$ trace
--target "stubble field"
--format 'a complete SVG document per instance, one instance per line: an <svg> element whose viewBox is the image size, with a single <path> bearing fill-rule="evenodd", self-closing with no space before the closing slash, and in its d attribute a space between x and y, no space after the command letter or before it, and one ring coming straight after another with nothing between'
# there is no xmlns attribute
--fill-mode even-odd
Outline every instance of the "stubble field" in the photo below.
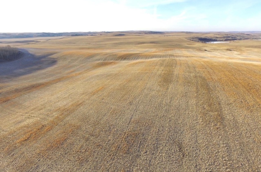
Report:
<svg viewBox="0 0 261 172"><path fill-rule="evenodd" d="M261 41L116 34L8 42L0 171L260 171Z"/></svg>

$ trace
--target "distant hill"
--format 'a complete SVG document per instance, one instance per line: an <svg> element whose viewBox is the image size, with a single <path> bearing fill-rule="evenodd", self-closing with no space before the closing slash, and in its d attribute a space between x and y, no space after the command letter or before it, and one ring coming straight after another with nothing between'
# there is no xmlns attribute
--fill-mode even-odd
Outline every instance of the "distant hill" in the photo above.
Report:
<svg viewBox="0 0 261 172"><path fill-rule="evenodd" d="M37 33L0 33L0 39L11 38L23 38L38 37L80 36L88 34L97 34L100 32L60 32L51 33L41 32Z"/></svg>

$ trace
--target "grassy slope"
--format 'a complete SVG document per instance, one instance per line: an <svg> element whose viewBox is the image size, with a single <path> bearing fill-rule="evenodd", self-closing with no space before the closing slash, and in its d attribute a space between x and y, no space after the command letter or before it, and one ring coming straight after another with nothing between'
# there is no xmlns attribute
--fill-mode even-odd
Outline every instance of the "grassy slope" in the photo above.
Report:
<svg viewBox="0 0 261 172"><path fill-rule="evenodd" d="M0 168L259 170L261 41L129 34L19 46L46 67L0 66Z"/></svg>

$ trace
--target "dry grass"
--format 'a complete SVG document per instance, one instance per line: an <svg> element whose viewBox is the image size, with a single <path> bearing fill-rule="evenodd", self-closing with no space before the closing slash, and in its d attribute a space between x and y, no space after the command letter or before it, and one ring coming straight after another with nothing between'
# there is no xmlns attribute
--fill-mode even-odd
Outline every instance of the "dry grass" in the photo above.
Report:
<svg viewBox="0 0 261 172"><path fill-rule="evenodd" d="M116 34L0 64L2 171L260 171L261 41Z"/></svg>

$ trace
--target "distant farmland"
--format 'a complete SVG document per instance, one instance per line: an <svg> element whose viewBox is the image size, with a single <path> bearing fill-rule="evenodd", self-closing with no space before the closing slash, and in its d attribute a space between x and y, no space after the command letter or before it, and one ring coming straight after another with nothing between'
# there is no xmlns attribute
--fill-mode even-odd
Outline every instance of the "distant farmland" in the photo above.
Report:
<svg viewBox="0 0 261 172"><path fill-rule="evenodd" d="M260 171L261 41L187 39L224 34L0 39L0 171Z"/></svg>

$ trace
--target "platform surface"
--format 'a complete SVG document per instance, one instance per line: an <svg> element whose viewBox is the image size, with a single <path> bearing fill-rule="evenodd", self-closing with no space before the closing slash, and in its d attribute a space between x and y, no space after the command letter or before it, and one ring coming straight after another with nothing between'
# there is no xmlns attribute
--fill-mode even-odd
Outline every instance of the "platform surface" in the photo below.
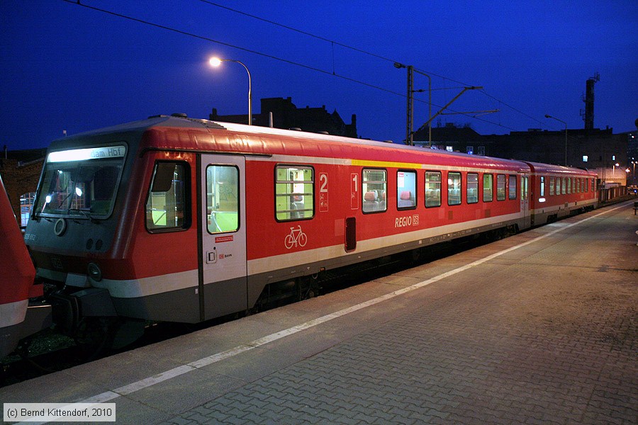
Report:
<svg viewBox="0 0 638 425"><path fill-rule="evenodd" d="M638 423L638 216L606 207L0 388L118 424Z"/></svg>

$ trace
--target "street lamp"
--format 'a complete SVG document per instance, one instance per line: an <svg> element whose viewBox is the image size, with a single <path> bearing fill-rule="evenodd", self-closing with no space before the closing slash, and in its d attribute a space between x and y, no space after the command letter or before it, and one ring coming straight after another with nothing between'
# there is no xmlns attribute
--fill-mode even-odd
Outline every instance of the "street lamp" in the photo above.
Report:
<svg viewBox="0 0 638 425"><path fill-rule="evenodd" d="M428 74L415 69L412 65L404 65L399 62L394 62L394 67L397 69L406 68L408 69L408 120L405 129L405 143L414 144L413 137L414 136L414 94L421 93L423 90L414 90L414 73L420 74L427 77L428 104L430 105L430 116L427 121L427 141L428 147L432 147L432 77Z"/></svg>
<svg viewBox="0 0 638 425"><path fill-rule="evenodd" d="M556 120L556 121L560 121L563 124L565 125L565 166L567 166L567 123L562 120L559 120L556 117L552 117L550 115L545 114L546 118L552 118L552 120Z"/></svg>
<svg viewBox="0 0 638 425"><path fill-rule="evenodd" d="M221 63L223 62L237 62L241 66L244 67L244 69L246 69L246 72L248 73L248 125L252 125L252 89L250 82L250 71L249 71L248 67L241 62L232 59L220 59L218 57L211 57L208 61L208 63L211 64L211 67L216 67L221 65Z"/></svg>

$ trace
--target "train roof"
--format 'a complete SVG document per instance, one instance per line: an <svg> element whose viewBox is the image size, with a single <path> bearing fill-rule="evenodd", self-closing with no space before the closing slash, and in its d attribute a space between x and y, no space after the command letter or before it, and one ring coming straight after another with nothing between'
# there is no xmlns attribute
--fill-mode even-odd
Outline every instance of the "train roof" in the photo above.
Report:
<svg viewBox="0 0 638 425"><path fill-rule="evenodd" d="M179 130L185 128L191 129L194 135L184 137ZM147 132L161 133L162 136L147 138L149 140L144 142L152 144L142 148L361 159L369 163L375 161L393 162L405 167L431 164L469 168L489 167L513 171L530 171L530 166L517 160L293 130L210 121L190 118L184 114L155 115L145 120L78 133L55 140L50 150L86 144L87 138L99 138L100 142L115 142L137 135L140 140Z"/></svg>

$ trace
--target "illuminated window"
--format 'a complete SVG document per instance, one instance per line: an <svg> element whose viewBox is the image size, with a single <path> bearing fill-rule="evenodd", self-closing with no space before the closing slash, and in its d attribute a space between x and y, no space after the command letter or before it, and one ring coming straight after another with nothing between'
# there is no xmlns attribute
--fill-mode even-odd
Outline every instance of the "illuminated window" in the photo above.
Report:
<svg viewBox="0 0 638 425"><path fill-rule="evenodd" d="M496 175L496 200L505 200L505 174Z"/></svg>
<svg viewBox="0 0 638 425"><path fill-rule="evenodd" d="M146 228L151 232L179 230L190 225L188 165L157 162L146 199Z"/></svg>
<svg viewBox="0 0 638 425"><path fill-rule="evenodd" d="M461 173L447 174L447 205L461 203Z"/></svg>
<svg viewBox="0 0 638 425"><path fill-rule="evenodd" d="M363 212L379 212L387 209L386 191L388 173L386 170L364 169L362 173Z"/></svg>
<svg viewBox="0 0 638 425"><path fill-rule="evenodd" d="M309 166L277 166L275 213L278 221L314 217L313 176L313 169Z"/></svg>
<svg viewBox="0 0 638 425"><path fill-rule="evenodd" d="M29 222L29 215L35 198L35 192L28 192L20 196L20 226L22 227L26 227Z"/></svg>
<svg viewBox="0 0 638 425"><path fill-rule="evenodd" d="M208 233L239 230L239 169L232 165L206 168L206 214Z"/></svg>
<svg viewBox="0 0 638 425"><path fill-rule="evenodd" d="M516 176L510 176L510 199L516 199Z"/></svg>
<svg viewBox="0 0 638 425"><path fill-rule="evenodd" d="M467 203L476 203L478 202L478 174L476 173L467 174Z"/></svg>
<svg viewBox="0 0 638 425"><path fill-rule="evenodd" d="M492 202L493 198L494 176L491 174L483 175L483 202Z"/></svg>
<svg viewBox="0 0 638 425"><path fill-rule="evenodd" d="M396 208L416 208L416 172L397 171Z"/></svg>

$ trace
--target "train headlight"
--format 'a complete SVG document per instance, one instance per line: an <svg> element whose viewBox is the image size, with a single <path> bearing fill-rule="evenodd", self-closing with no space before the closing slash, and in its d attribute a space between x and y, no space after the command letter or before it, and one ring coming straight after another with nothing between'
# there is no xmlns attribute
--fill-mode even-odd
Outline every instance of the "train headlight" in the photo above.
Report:
<svg viewBox="0 0 638 425"><path fill-rule="evenodd" d="M86 271L89 273L89 277L96 282L99 282L102 280L102 271L100 270L99 266L95 263L89 263Z"/></svg>

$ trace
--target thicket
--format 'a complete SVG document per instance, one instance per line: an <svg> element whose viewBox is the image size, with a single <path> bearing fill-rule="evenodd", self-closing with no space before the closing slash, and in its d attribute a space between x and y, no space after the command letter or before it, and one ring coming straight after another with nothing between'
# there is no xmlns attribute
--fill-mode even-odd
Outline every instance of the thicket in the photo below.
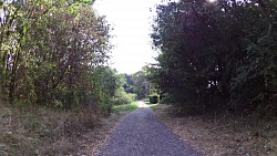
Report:
<svg viewBox="0 0 277 156"><path fill-rule="evenodd" d="M277 1L161 4L150 79L179 112L277 112Z"/></svg>
<svg viewBox="0 0 277 156"><path fill-rule="evenodd" d="M110 112L110 27L91 0L0 0L0 92L10 104Z"/></svg>

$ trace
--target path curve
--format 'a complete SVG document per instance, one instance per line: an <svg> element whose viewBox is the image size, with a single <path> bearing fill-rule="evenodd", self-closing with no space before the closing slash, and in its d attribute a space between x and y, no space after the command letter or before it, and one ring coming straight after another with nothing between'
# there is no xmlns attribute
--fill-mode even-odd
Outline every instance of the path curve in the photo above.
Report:
<svg viewBox="0 0 277 156"><path fill-rule="evenodd" d="M201 156L153 116L143 102L127 114L99 156Z"/></svg>

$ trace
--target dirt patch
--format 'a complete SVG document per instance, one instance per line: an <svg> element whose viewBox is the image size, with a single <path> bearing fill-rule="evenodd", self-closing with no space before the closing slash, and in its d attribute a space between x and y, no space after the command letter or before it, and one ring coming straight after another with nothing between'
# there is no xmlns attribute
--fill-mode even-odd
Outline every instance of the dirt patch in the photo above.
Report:
<svg viewBox="0 0 277 156"><path fill-rule="evenodd" d="M252 116L172 115L168 105L157 105L154 114L196 150L207 156L276 156L277 119Z"/></svg>

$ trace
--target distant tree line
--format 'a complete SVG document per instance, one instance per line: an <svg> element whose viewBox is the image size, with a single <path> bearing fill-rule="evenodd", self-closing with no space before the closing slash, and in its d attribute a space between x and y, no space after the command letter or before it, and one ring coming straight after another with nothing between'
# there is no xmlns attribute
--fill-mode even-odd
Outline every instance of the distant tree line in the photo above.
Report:
<svg viewBox="0 0 277 156"><path fill-rule="evenodd" d="M161 4L150 80L179 112L277 112L277 1Z"/></svg>

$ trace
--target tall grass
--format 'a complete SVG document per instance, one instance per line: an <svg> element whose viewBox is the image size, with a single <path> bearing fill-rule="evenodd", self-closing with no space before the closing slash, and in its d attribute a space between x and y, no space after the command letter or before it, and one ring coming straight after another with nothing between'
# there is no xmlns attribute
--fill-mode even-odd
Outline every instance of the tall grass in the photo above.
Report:
<svg viewBox="0 0 277 156"><path fill-rule="evenodd" d="M124 104L124 105L117 105L113 107L113 112L120 113L120 112L132 112L138 107L138 104L136 102L132 102L131 104Z"/></svg>

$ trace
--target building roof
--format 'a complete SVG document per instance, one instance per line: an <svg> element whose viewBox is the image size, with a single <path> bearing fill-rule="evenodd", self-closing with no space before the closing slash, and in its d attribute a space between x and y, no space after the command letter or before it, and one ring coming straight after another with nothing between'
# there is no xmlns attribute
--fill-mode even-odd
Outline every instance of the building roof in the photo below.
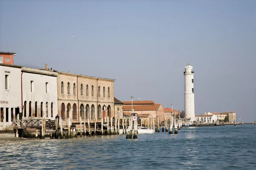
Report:
<svg viewBox="0 0 256 170"><path fill-rule="evenodd" d="M172 109L171 108L165 108L164 109L164 111L165 111L165 112L172 112ZM172 111L174 112L178 112L179 110L177 110L172 109Z"/></svg>
<svg viewBox="0 0 256 170"><path fill-rule="evenodd" d="M135 110L156 110L160 105L159 103L152 105L133 105L133 109ZM131 110L131 105L124 105L123 110Z"/></svg>
<svg viewBox="0 0 256 170"><path fill-rule="evenodd" d="M0 54L15 54L16 53L14 52L0 52Z"/></svg>
<svg viewBox="0 0 256 170"><path fill-rule="evenodd" d="M115 97L114 97L114 102L115 102L115 105L122 105L124 103L121 100L119 100Z"/></svg>
<svg viewBox="0 0 256 170"><path fill-rule="evenodd" d="M212 117L213 115L195 115L195 117Z"/></svg>
<svg viewBox="0 0 256 170"><path fill-rule="evenodd" d="M124 105L131 105L131 101L123 101ZM133 101L133 105L149 105L154 104L154 102L152 100L137 100Z"/></svg>

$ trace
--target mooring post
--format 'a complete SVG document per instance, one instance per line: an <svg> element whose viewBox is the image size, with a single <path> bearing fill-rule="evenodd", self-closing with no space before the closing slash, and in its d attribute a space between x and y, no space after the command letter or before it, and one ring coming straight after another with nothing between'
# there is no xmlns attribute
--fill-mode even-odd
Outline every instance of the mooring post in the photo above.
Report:
<svg viewBox="0 0 256 170"><path fill-rule="evenodd" d="M67 118L67 138L69 138L70 136L70 124L69 121L69 118Z"/></svg>
<svg viewBox="0 0 256 170"><path fill-rule="evenodd" d="M126 120L126 117L125 118L125 127L124 127L124 128L125 128L125 134L126 134L126 133L127 133L127 121Z"/></svg>
<svg viewBox="0 0 256 170"><path fill-rule="evenodd" d="M63 139L63 129L62 128L62 119L60 117L60 126L61 126L61 139Z"/></svg>
<svg viewBox="0 0 256 170"><path fill-rule="evenodd" d="M113 135L113 130L112 130L112 126L113 125L113 118L110 118L110 134Z"/></svg>
<svg viewBox="0 0 256 170"><path fill-rule="evenodd" d="M138 139L138 121L136 120L134 121L134 128L133 139Z"/></svg>
<svg viewBox="0 0 256 170"><path fill-rule="evenodd" d="M103 118L102 118L102 135L103 135Z"/></svg>
<svg viewBox="0 0 256 170"><path fill-rule="evenodd" d="M82 137L82 116L80 116L80 137Z"/></svg>
<svg viewBox="0 0 256 170"><path fill-rule="evenodd" d="M86 119L85 118L84 119L84 136L86 135L86 124L85 122L86 122Z"/></svg>
<svg viewBox="0 0 256 170"><path fill-rule="evenodd" d="M174 121L174 134L178 134L178 130L177 130L177 123L176 120Z"/></svg>
<svg viewBox="0 0 256 170"><path fill-rule="evenodd" d="M129 122L128 131L127 132L127 134L126 134L126 139L132 139L132 119L129 118L129 120L130 121L130 122Z"/></svg>
<svg viewBox="0 0 256 170"><path fill-rule="evenodd" d="M170 121L170 131L169 134L172 134L172 127L173 126L173 116L171 117Z"/></svg>
<svg viewBox="0 0 256 170"><path fill-rule="evenodd" d="M115 119L115 133L117 134L117 119Z"/></svg>
<svg viewBox="0 0 256 170"><path fill-rule="evenodd" d="M88 118L88 132L89 132L89 136L90 137L91 136L91 133L90 133L90 120L89 120L89 118Z"/></svg>
<svg viewBox="0 0 256 170"><path fill-rule="evenodd" d="M122 119L122 125L123 127L123 133L122 133L122 134L125 134L125 122L124 121L124 117L123 117L123 118Z"/></svg>

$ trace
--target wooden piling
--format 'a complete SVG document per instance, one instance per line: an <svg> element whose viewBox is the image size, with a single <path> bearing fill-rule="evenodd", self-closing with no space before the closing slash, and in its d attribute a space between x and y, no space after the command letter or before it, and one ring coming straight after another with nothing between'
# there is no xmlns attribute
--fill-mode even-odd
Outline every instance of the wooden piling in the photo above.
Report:
<svg viewBox="0 0 256 170"><path fill-rule="evenodd" d="M126 134L126 139L132 139L132 119L130 118L129 118L129 120L130 121L130 122L129 122L129 125L127 133Z"/></svg>
<svg viewBox="0 0 256 170"><path fill-rule="evenodd" d="M124 135L125 134L125 122L124 121L124 117L122 119L122 125L123 127L123 133L122 134Z"/></svg>
<svg viewBox="0 0 256 170"><path fill-rule="evenodd" d="M63 139L63 129L62 128L62 119L60 117L60 126L61 126L61 139Z"/></svg>
<svg viewBox="0 0 256 170"><path fill-rule="evenodd" d="M134 127L133 139L138 139L138 121L134 121Z"/></svg>
<svg viewBox="0 0 256 170"><path fill-rule="evenodd" d="M126 134L126 133L127 133L127 132L126 131L127 131L127 121L126 120L126 117L125 117L125 127L124 127L124 128L125 128L125 134Z"/></svg>
<svg viewBox="0 0 256 170"><path fill-rule="evenodd" d="M84 119L84 136L86 135L86 124L85 122L86 122L86 120L85 118Z"/></svg>
<svg viewBox="0 0 256 170"><path fill-rule="evenodd" d="M109 117L108 116L108 119L107 120L107 135L109 134Z"/></svg>
<svg viewBox="0 0 256 170"><path fill-rule="evenodd" d="M94 118L94 136L96 135L96 118Z"/></svg>
<svg viewBox="0 0 256 170"><path fill-rule="evenodd" d="M82 137L82 116L80 116L80 137Z"/></svg>
<svg viewBox="0 0 256 170"><path fill-rule="evenodd" d="M88 121L88 132L89 133L89 136L90 137L91 136L91 133L90 133L90 120L89 120L89 118L87 119Z"/></svg>
<svg viewBox="0 0 256 170"><path fill-rule="evenodd" d="M69 138L70 136L70 124L69 119L70 118L67 118L67 138Z"/></svg>
<svg viewBox="0 0 256 170"><path fill-rule="evenodd" d="M102 118L102 132L101 132L101 134L102 135L103 135L103 119Z"/></svg>

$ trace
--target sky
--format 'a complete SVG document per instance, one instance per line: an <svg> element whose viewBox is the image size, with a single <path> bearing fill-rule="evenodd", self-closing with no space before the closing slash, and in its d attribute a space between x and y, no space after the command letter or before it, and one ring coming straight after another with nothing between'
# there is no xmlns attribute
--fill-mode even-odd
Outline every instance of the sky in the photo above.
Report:
<svg viewBox="0 0 256 170"><path fill-rule="evenodd" d="M14 64L115 79L121 101L256 120L256 1L0 0L0 51ZM75 35L72 37L70 36Z"/></svg>

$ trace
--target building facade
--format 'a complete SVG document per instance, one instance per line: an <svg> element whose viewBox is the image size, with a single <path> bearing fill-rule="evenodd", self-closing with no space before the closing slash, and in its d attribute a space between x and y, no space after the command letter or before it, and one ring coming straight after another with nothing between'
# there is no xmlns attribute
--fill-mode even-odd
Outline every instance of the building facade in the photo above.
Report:
<svg viewBox="0 0 256 170"><path fill-rule="evenodd" d="M193 67L189 62L185 67L185 118L195 120L194 92L194 71Z"/></svg>
<svg viewBox="0 0 256 170"><path fill-rule="evenodd" d="M101 122L114 116L114 79L57 71L58 114L62 120L80 117Z"/></svg>
<svg viewBox="0 0 256 170"><path fill-rule="evenodd" d="M58 113L58 73L25 67L21 72L23 118L54 119Z"/></svg>
<svg viewBox="0 0 256 170"><path fill-rule="evenodd" d="M0 130L12 129L21 111L21 66L0 63Z"/></svg>
<svg viewBox="0 0 256 170"><path fill-rule="evenodd" d="M13 56L15 54L13 52L0 52L0 64L13 65Z"/></svg>

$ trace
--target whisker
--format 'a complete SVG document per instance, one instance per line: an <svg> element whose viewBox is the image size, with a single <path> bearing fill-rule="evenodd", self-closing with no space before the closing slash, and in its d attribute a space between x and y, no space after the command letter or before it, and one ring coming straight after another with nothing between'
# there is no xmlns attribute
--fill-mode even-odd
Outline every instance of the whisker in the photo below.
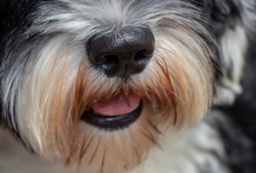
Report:
<svg viewBox="0 0 256 173"><path fill-rule="evenodd" d="M98 148L99 148L99 143L100 143L100 141L101 141L101 140L102 140L102 138L100 138L99 139L99 141L98 141L98 144L97 144L97 145L96 145L96 149L95 149L95 150L94 150L94 152L93 152L93 156L92 156L92 158L90 159L90 162L89 162L89 165L92 163L92 162L93 162L93 159L94 159L94 157L95 157L95 156L96 156L96 153L97 153L97 150L98 150Z"/></svg>
<svg viewBox="0 0 256 173"><path fill-rule="evenodd" d="M82 159L84 158L84 156L86 152L87 151L87 150L88 150L88 148L89 148L89 146L90 145L90 144L92 143L92 141L93 141L93 139L94 139L94 136L92 135L92 137L90 138L90 139L88 144L87 144L87 146L86 146L84 150L84 151L81 153L81 155L80 155L80 158L81 158L81 159L80 159L80 161L81 161ZM78 165L81 165L81 162L79 162Z"/></svg>
<svg viewBox="0 0 256 173"><path fill-rule="evenodd" d="M103 172L105 159L105 155L106 155L106 153L107 153L107 150L108 150L108 141L104 146L104 153L103 153L102 165L101 165L101 168L100 168L100 172L101 173Z"/></svg>

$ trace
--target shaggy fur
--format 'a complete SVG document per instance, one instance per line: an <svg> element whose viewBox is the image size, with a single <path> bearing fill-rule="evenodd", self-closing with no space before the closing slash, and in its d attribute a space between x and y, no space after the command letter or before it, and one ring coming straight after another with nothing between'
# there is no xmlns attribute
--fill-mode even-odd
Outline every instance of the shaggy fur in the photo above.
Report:
<svg viewBox="0 0 256 173"><path fill-rule="evenodd" d="M254 99L236 102L248 92L240 80L254 0L4 0L0 7L0 124L27 149L82 172L254 172L253 123L239 123L253 117L233 116ZM137 27L149 27L155 39L142 73L109 77L92 65L90 38ZM82 120L96 104L131 93L143 110L126 128Z"/></svg>

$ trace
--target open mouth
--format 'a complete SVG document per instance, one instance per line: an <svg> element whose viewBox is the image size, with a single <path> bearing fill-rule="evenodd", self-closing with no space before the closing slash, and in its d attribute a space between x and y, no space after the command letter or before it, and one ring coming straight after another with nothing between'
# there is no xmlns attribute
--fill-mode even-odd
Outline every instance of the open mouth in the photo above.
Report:
<svg viewBox="0 0 256 173"><path fill-rule="evenodd" d="M142 99L135 94L117 96L104 104L96 104L84 112L81 120L93 126L112 131L127 128L140 116Z"/></svg>

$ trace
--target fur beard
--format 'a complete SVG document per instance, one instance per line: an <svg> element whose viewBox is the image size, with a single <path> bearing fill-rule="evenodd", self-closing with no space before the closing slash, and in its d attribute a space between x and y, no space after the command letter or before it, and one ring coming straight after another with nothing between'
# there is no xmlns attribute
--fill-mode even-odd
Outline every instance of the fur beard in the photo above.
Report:
<svg viewBox="0 0 256 173"><path fill-rule="evenodd" d="M200 9L177 0L31 4L3 46L2 126L41 156L84 171L196 173L209 167L229 172L221 136L212 126L228 118L214 110L197 125L212 100L232 105L242 92L254 5L227 2L203 1ZM215 5L219 16L203 15ZM222 21L222 13L233 8L238 14ZM143 26L152 30L156 50L142 73L108 78L92 67L85 49L90 38ZM133 93L144 108L126 129L102 129L81 120L93 105Z"/></svg>

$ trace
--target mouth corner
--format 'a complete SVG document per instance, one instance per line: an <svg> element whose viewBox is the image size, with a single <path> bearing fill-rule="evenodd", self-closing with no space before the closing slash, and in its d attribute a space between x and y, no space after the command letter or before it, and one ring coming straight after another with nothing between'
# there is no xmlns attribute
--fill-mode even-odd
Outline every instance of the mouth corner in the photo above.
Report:
<svg viewBox="0 0 256 173"><path fill-rule="evenodd" d="M81 120L106 131L129 127L140 117L143 109L142 99L134 94L129 99L118 96L105 104L96 104L83 113Z"/></svg>

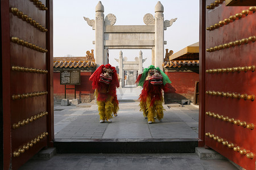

» Work to be completed:
Write out the records above, from their start through the line that contains "33L0 33L0 39L11", inclusive. Leave the pictures out of your copy.

» Response to this task:
$ trace
--target "stubble field"
--format 'a complete SVG document per instance, one instance per line: an <svg> element whose viewBox is the image size, with a single <path> bearing fill-rule="evenodd", self-closing with no space before the closing slash, and in its d attribute a space between x and y, no space after the command letter or before it, and one ring coming straight after another with nothing between'
# there is no xmlns attribute
--fill-mode even-odd
Outline every instance of the "stubble field" in the photo below.
Report:
<svg viewBox="0 0 261 172"><path fill-rule="evenodd" d="M261 41L116 34L8 42L0 171L260 171Z"/></svg>

$ trace
--target "distant hill"
--format 'a complete SVG document per instance, one instance per line: an <svg> element whose viewBox is the image size, with a single <path> bearing fill-rule="evenodd", self-closing with no space before the closing slash, and in its d attribute a space between x and y, no space after the command letter or before it, and one ring coming straight after another with nothing between'
# there is no xmlns attribute
--fill-mode even-odd
Outline every instance of the "distant hill" in the photo above.
Report:
<svg viewBox="0 0 261 172"><path fill-rule="evenodd" d="M37 33L0 33L0 39L11 38L23 38L38 37L80 36L88 34L97 34L100 32L60 32L51 33L41 32Z"/></svg>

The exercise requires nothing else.